• **PROBLEM REQUIREMENTS**: Please render every line below as a JSON list of strings, one string per line, leaving out any blank lines.

— start INPUT RECORDS —

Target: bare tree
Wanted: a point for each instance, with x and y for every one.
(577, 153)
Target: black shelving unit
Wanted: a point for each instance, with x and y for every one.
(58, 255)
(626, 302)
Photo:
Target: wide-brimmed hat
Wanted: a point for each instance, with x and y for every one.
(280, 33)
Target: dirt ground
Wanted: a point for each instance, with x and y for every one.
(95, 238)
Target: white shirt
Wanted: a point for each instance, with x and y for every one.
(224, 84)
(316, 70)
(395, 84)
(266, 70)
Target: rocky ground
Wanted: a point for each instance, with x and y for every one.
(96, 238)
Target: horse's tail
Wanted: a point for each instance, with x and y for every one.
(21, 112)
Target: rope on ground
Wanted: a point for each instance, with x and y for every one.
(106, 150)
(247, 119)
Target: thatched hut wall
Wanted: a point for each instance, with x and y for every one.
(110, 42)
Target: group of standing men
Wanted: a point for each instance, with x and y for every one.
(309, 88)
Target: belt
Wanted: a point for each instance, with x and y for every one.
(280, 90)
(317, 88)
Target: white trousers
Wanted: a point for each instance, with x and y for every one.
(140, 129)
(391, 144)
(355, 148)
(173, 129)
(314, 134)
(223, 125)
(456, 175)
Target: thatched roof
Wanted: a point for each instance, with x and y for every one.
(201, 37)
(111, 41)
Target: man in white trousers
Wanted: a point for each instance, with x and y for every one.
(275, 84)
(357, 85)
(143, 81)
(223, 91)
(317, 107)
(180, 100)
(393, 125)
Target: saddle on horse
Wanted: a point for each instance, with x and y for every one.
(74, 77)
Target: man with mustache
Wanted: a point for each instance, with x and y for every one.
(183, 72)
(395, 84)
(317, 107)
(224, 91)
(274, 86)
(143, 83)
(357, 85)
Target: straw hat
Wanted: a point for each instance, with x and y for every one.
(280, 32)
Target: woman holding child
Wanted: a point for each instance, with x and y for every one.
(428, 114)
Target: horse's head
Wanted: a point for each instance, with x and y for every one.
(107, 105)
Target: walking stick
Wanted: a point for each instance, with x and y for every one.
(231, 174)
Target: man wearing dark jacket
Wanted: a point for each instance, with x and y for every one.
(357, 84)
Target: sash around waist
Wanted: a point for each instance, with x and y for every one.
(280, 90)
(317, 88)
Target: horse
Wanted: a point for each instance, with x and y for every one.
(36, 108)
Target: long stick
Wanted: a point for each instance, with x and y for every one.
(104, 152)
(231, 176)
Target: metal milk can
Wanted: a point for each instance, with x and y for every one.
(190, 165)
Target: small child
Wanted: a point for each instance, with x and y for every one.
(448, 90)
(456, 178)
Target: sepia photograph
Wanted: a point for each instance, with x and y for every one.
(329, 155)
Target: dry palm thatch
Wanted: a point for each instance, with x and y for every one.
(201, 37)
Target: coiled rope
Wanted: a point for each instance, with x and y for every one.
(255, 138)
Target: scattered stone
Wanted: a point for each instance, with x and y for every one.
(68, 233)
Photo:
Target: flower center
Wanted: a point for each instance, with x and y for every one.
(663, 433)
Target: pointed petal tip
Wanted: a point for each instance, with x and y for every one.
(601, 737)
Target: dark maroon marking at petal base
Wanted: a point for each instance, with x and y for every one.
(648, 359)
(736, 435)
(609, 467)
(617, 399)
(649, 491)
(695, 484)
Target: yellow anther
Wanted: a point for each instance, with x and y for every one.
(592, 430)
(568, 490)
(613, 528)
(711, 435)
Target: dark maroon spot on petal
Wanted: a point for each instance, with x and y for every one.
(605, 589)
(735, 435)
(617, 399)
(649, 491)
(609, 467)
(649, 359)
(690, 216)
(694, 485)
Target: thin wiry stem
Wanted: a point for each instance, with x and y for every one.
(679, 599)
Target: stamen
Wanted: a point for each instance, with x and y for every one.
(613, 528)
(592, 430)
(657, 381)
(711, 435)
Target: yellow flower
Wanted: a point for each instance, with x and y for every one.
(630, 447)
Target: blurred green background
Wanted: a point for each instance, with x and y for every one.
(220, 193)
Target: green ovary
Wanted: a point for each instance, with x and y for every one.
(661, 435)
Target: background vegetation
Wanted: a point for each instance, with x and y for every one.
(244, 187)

— end INPUT RECORDS —

• **WRITTEN ANSWER**:
[
  "Target: bare tree",
  "Wanted: a point for each instance, with x and y for every one.",
  "(577, 153)",
  "Target: black shelving unit",
  "Wanted: a point for each instance, with x and y for every one.",
  "(58, 255)",
  "(626, 302)",
  "Photo:",
  "Target: wide-brimmed hat",
  "Wanted: a point for each instance, with x and y for every one.",
  "(280, 33)",
  "Target: dirt ground",
  "Wanted: a point for each instance, with x and y for every one.",
  "(95, 238)",
  "Target: white shirt",
  "Wanted: a point for each instance, with x and y for every one.",
  "(224, 84)",
  "(316, 70)",
  "(395, 84)",
  "(266, 70)",
  "Target: rocky ground",
  "Wanted: a point for each instance, with x and y for every one.",
  "(96, 238)",
  "Target: horse's tail",
  "Wanted: a point for each instance, with x and y for every one.",
  "(21, 112)",
  "Target: rope on ground",
  "Wanted: a point for each instance, with x and y for every one.",
  "(106, 150)",
  "(247, 119)",
  "Target: thatched hut wall",
  "Wanted: a point for each instance, with x and y for every one.",
  "(110, 42)",
  "Target: group of standing men",
  "Wanted: a point for each instance, with x and y for every one.",
  "(309, 88)",
  "Target: belt",
  "Wanted: a point for each instance, with x and y for every one.",
  "(280, 90)",
  "(317, 88)",
  "Target: white trousers",
  "Wanted: a point for each instance, with x and y for every one.",
  "(140, 129)",
  "(391, 144)",
  "(355, 148)",
  "(173, 129)",
  "(314, 134)",
  "(223, 125)",
  "(456, 175)",
  "Target: thatched roof",
  "Wanted: a point for each instance, with x and y for every one.",
  "(201, 37)",
  "(111, 41)",
  "Target: man in white trousers",
  "Wanted: a point for each instance, with x and y for every one.",
  "(275, 84)",
  "(357, 85)",
  "(143, 81)",
  "(223, 91)",
  "(317, 107)",
  "(180, 100)",
  "(393, 125)",
  "Target: saddle on horse",
  "Wanted: a point for each instance, with x and y for every one.",
  "(74, 77)",
  "Target: man with mustache",
  "Wanted: a point for each instance, with x and y for every one.",
  "(183, 72)",
  "(395, 84)",
  "(317, 107)",
  "(224, 91)",
  "(274, 86)",
  "(143, 83)",
  "(357, 85)",
  "Target: straw hat",
  "Wanted: a point for each instance, with x and y for every one.",
  "(280, 32)",
  "Target: woman holding child",
  "Wanted: a point for each instance, with x and y for every one.",
  "(428, 114)",
  "Target: horse's head",
  "Wanted: a point for each instance, with x and y for every one.",
  "(107, 105)",
  "Target: walking stick",
  "Wanted: a point for each instance, with x and y for every one.",
  "(231, 174)",
  "Target: man wearing dark jacket",
  "Wanted: a point for each instance, with x and y for every one.",
  "(357, 84)",
  "Target: sash around waist",
  "Wanted: a point for each instance, with x and y for every one.",
  "(280, 90)",
  "(317, 88)",
  "Target: horse",
  "Wanted: a point for each instance, with x and y for every one.",
  "(36, 108)",
  "Target: long stick",
  "Wanted: a point for each instance, with x and y for every one.",
  "(104, 152)",
  "(231, 176)",
  "Target: metal milk can",
  "Wanted: a point for each instance, with x and y for every one.",
  "(190, 165)",
  "Target: small child",
  "Wanted: a point for each instance, with x and y for every one.",
  "(448, 90)",
  "(456, 178)",
  "Target: sepia photograph",
  "Wanted: a point for each instance, with x and y for every one.",
  "(329, 155)",
  "Target: dry palm thatch",
  "Wanted: a point for each instance, with x and y for every one.",
  "(201, 37)",
  "Target: coiled rope",
  "Wanted: a point for each instance, with x and y for every one.",
  "(255, 138)",
  "Target: scattered stone",
  "Wanted: a point for each instance, with x and y for every one.",
  "(68, 233)",
  "Photo:",
  "Target: flower center",
  "Wanted: a point for each instance, with x and y for every one.",
  "(663, 433)",
  "Target: pointed petal tip",
  "Wanted: a point for each instance, with x and y for every one.",
  "(601, 737)",
  "Target: dark maroon marking at petal base",
  "Wanted: a point for each instance, with x and y for every one.",
  "(648, 359)",
  "(736, 435)",
  "(609, 467)",
  "(617, 399)",
  "(649, 491)",
  "(695, 484)",
  "Target: yellow anther",
  "Wanted: a point for each instance, with x and y for every one.",
  "(592, 430)",
  "(568, 490)",
  "(613, 528)",
  "(711, 435)",
  "Target: dark maroon spot on petal",
  "Wanted: a point for each instance, with x and y for every one.",
  "(605, 589)",
  "(735, 435)",
  "(617, 399)",
  "(649, 491)",
  "(609, 467)",
  "(649, 359)",
  "(690, 216)",
  "(694, 485)",
  "Target: thin wiry stem",
  "Wanted: a point for each instance, with x and y for every one.",
  "(679, 599)",
  "Target: stamen",
  "Wanted: a point for each instance, with x and y for every one.",
  "(613, 528)",
  "(592, 430)",
  "(657, 381)",
  "(711, 435)",
  "Target: yellow flower",
  "Wanted: a point for each instance, with x and y for every one.",
  "(630, 447)",
  "Target: blurred green background",
  "Wanted: a point for each instance, with x and y for every one.",
  "(220, 193)",
  "Target: green ovary",
  "Wanted: a point for each instance, with x and y for every one.",
  "(661, 435)",
  "Target: background vegetation",
  "Wanted: a point for each instance, with x and y for every one.",
  "(244, 187)"
]